PROBLEM REQUIREMENTS:
Please copy, word for word, the line that contains "Target: blue sneaker" and every line after it through the end of the records, and nothing more.
■ ■ ■
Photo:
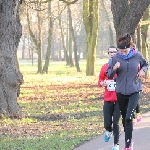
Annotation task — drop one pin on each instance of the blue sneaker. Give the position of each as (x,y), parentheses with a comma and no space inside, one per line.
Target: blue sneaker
(107,136)
(115,147)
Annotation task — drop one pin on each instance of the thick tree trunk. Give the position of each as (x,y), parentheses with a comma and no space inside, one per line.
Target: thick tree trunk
(63,40)
(111,39)
(70,42)
(50,33)
(10,76)
(74,40)
(144,30)
(90,17)
(127,15)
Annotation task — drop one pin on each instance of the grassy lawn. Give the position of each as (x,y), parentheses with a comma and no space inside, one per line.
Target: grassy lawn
(60,110)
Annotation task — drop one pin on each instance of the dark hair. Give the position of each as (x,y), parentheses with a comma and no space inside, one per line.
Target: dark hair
(111,47)
(124,41)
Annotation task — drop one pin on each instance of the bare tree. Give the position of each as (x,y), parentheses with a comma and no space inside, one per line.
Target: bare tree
(127,14)
(10,76)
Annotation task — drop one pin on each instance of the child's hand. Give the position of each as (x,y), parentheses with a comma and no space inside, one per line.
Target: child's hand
■ ■ ■
THE ANSWER:
Target: blue sneaker
(107,136)
(115,147)
Annotation task — drop one pin on each instance of the thick tree trunk. Give the position of each as (x,y), parentheses with a comma and no space inside, one per line.
Target: thick tree trunk
(63,40)
(111,39)
(70,42)
(50,33)
(10,76)
(74,40)
(144,30)
(90,17)
(127,15)
Annotation task — drop one pin on each instance of the grassy lawn. Give the position of each as (x,y), parentheses with a comma and no space inside, one per line.
Target: grassy lawn
(60,110)
Annotation task — drop one pin on each instance of the dark hair. Give the position of each as (x,y), parentheses with a comma and no space inside, one per line.
Target: dark hair
(111,47)
(124,41)
Annotation task — drop one pin on each instance of the bare tree. Give the position of each as (x,y), parentheses with a comma and no space inside, one per line.
Target: bare tree
(127,14)
(10,76)
Annotation task — drop one pin on each instance of the child's hand. Give the position of each as (x,y), parentheses with a comma and no space inside, one per line.
Target: child's hand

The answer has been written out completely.